** Start SUPPLIED ENTRIES **
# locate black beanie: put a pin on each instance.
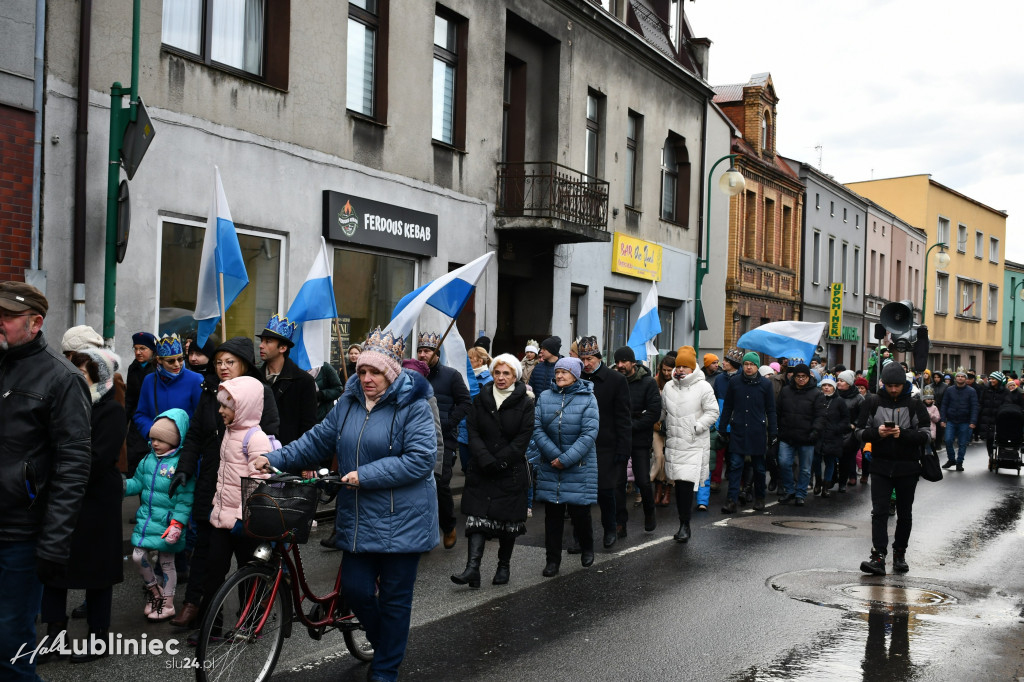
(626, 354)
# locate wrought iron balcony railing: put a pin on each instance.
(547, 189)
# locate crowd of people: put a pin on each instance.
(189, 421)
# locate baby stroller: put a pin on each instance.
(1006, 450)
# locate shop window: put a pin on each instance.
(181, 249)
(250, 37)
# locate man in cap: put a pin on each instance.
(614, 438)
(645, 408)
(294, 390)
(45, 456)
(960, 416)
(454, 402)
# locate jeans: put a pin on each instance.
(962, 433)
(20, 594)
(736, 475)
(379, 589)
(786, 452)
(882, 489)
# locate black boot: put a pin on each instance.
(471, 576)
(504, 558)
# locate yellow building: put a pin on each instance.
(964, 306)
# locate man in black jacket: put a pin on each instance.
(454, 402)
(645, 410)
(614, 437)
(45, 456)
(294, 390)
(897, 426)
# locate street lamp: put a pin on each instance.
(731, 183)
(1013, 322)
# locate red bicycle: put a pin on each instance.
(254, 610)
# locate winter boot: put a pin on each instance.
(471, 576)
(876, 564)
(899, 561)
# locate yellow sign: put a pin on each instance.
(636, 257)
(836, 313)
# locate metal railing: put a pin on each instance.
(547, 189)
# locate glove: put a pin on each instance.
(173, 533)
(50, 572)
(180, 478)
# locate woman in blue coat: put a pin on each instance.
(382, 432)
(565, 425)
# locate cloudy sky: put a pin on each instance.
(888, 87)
** End SUPPLIED ENTRIES **
** Start SUPPLIED ENTRIES **
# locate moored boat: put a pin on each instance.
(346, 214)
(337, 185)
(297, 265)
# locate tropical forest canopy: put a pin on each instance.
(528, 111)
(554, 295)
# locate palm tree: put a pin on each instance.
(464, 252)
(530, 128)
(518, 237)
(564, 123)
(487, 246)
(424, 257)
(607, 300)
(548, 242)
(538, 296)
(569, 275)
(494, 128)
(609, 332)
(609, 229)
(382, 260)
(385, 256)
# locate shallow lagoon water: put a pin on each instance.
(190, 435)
** End SUPPLIED ENTRIES **
** Start SUPPLIED ENTRIES **
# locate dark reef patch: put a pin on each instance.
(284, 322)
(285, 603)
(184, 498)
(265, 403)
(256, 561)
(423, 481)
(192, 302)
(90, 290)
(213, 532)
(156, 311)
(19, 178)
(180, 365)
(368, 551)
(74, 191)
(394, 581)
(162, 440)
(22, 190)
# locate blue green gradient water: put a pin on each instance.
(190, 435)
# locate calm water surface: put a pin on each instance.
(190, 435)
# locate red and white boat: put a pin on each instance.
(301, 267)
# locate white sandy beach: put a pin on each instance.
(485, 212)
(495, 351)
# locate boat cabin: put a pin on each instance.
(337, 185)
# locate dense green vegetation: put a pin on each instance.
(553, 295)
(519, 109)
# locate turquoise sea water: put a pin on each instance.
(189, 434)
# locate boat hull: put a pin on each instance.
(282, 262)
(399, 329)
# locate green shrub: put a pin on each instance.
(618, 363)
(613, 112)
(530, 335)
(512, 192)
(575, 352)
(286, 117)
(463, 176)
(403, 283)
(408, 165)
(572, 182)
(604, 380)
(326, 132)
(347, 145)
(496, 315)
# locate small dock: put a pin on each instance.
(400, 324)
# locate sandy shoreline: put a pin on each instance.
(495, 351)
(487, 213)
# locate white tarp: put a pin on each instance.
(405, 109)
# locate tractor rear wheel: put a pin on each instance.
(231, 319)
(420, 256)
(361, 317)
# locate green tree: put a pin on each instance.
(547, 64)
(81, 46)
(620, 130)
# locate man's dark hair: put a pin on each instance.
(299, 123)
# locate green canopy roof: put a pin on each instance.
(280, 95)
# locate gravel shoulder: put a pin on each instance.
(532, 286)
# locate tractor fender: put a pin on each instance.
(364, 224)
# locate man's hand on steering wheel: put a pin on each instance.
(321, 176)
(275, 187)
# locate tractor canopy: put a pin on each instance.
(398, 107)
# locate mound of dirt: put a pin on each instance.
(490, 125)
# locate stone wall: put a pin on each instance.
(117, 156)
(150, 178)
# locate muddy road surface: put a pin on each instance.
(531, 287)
** End SUPPLIED ENTRIES **
▶ **PROBLEM**: Select every line in the rows above that contains the string "railing", and copy each one. Treat uppercase and lowercase letters as different.

▶ **COMPLETED TASK**:
# locate wrought iron balcony railing: put a pin on each instance.
# locate metal railing: put a pin on each instance.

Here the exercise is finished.